EXCERPT TO READ:

Which is it? Home of the free and land of the brave ? Or Land of the free and home of the brave?
In painting, a true abstraction is acheived when the maker of it up can't tell up from down. Then the rich collector comes along with his entourage, which includes an art curator, a historian of sorts, to advise the collector that he must buy this painting, that it's a brilliant piece of art full of meaning that surely others will someday see but not before he's seen it first. And that when the others finally see what he's seen he'll be hailed as a visionary, a great leader in his own right.
The thought occurs: have we been following the wrong people? By this I mean, from the very beginning--Plato and Aristotle, and before that the pre-Socratics, and Heraclitus, Buddha, Jesus et.al .
We seem to have reached the point where we're led by people who either don't believe in anything at all or who believe in almost anything, and gleefully sell their beliefs to the highest bidders in bidding wars conducted behind closed doors.

ENTRIES:
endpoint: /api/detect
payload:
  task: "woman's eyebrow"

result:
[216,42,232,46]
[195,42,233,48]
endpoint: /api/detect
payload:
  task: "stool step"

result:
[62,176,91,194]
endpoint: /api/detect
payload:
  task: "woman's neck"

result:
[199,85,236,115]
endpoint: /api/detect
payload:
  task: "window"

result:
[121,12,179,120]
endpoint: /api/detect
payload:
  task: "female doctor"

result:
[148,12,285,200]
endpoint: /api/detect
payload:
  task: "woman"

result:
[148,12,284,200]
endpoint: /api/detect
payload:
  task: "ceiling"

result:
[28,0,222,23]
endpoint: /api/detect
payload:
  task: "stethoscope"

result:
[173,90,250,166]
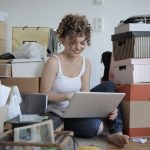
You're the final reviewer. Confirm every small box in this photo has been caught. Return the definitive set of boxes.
[115,23,150,34]
[117,83,150,137]
[0,106,8,134]
[0,77,40,93]
[0,58,44,78]
[0,63,11,77]
[111,31,150,61]
[114,58,150,84]
[11,58,44,77]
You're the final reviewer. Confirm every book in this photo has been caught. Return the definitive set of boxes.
[14,119,55,146]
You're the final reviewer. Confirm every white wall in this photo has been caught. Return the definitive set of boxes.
[0,0,150,87]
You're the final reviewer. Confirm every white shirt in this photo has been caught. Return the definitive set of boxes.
[48,55,85,111]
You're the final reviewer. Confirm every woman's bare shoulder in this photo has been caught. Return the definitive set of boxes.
[46,55,58,65]
[85,58,91,66]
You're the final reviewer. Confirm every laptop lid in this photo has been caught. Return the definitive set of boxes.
[63,92,125,118]
[20,93,48,115]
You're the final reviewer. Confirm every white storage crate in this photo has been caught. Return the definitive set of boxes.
[114,58,150,84]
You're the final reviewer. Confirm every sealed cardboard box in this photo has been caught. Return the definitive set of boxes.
[114,58,150,84]
[111,31,150,61]
[0,106,8,134]
[0,77,40,93]
[117,83,150,137]
[12,26,50,51]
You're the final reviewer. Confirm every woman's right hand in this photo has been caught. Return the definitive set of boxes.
[67,93,74,100]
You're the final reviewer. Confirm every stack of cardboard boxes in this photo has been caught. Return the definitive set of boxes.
[112,24,150,137]
[0,22,49,93]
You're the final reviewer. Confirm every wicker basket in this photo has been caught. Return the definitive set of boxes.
[0,130,75,150]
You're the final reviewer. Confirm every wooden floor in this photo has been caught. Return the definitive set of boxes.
[107,138,150,150]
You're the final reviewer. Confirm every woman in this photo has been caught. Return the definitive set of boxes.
[41,14,128,147]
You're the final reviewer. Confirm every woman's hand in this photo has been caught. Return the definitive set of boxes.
[67,93,74,100]
[108,109,118,120]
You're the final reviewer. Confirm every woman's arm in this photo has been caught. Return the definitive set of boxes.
[40,56,69,102]
[81,59,91,92]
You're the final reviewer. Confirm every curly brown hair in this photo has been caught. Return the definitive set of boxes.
[57,14,92,45]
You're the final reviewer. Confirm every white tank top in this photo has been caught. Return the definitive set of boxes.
[49,55,85,110]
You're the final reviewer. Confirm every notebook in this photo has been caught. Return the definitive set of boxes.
[50,92,125,118]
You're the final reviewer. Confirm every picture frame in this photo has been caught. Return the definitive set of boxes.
[14,120,55,150]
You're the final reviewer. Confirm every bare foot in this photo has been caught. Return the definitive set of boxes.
[107,132,129,148]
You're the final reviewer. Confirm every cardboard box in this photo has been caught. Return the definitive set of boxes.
[0,63,11,77]
[0,106,8,134]
[117,83,150,137]
[115,23,150,34]
[0,58,44,78]
[114,58,150,84]
[12,26,50,52]
[111,31,150,61]
[11,58,44,77]
[0,77,40,93]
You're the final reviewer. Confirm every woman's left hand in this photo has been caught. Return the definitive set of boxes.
[108,109,118,120]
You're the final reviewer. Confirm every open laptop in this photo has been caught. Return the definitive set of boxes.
[51,92,125,118]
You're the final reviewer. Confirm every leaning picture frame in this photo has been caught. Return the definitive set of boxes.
[14,120,55,150]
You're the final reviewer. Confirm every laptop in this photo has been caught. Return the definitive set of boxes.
[51,92,125,118]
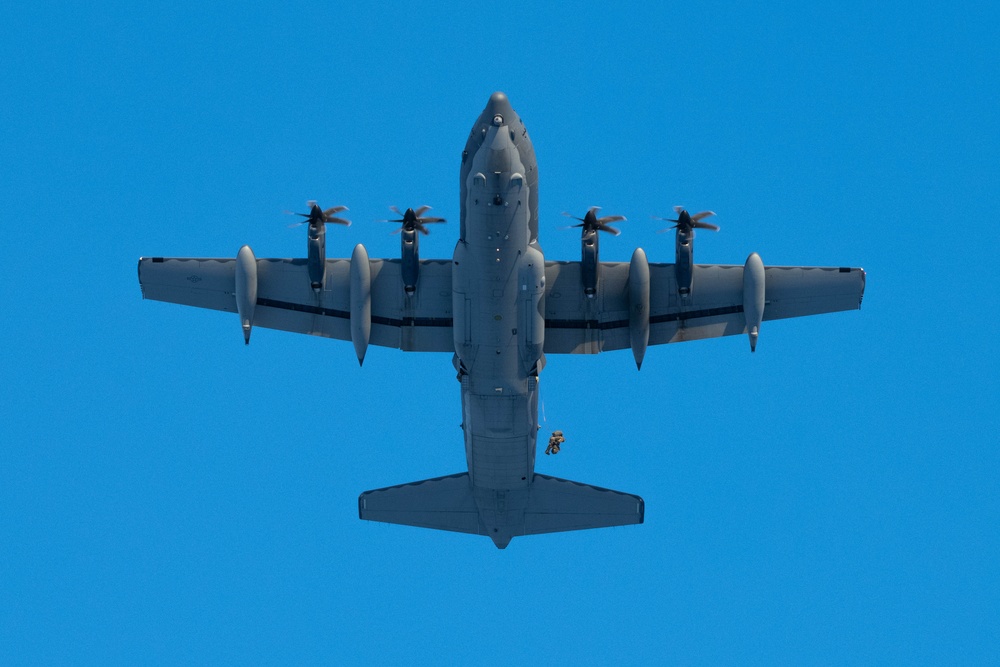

PARTS OF THE EXERCISE:
[1] In the essay excerpt on art, belief, and leadership, shorten the paragraph that begins "We seem to have reached the point" to a single brief sentence and keep its main facts.
[2] According to the essay excerpt on art, belief, and leadership, which thinkers and figures may have been followed "from the very beginning"?
[3] Pick up the essay excerpt on art, belief, and leadership after its last sentence, and write one more paragraph in the same reflective voice.

ANSWERS FOR THIS EXERCISE:
[1] We now seem led by people who believe in nothing or in almost anything, and who gleefully sell those beliefs to the highest bidders in closed-door bidding wars.

[2] Plato, Aristotle, the pre-Socratics, Heraclitus, Buddha, and Jesus.

[3]
Where did this production, this project of creating some sort of intelligent civilized polis, become so obtuse as to be almost unwatchable?
Yet the movie keeps unfolding right in front of our watery eyes, directed by a master who's decided to shoot it in black-and-white. He describes it as a historical fantasy set in Sweden during the Black Death. Tough stuff, dour, critics say it's 'depressing.' Surely there's something better on NetFlix or Amazon Prime.
Yeats' line, "the best lack all conviction and the worst are full of passionate intensity" as soundtrack.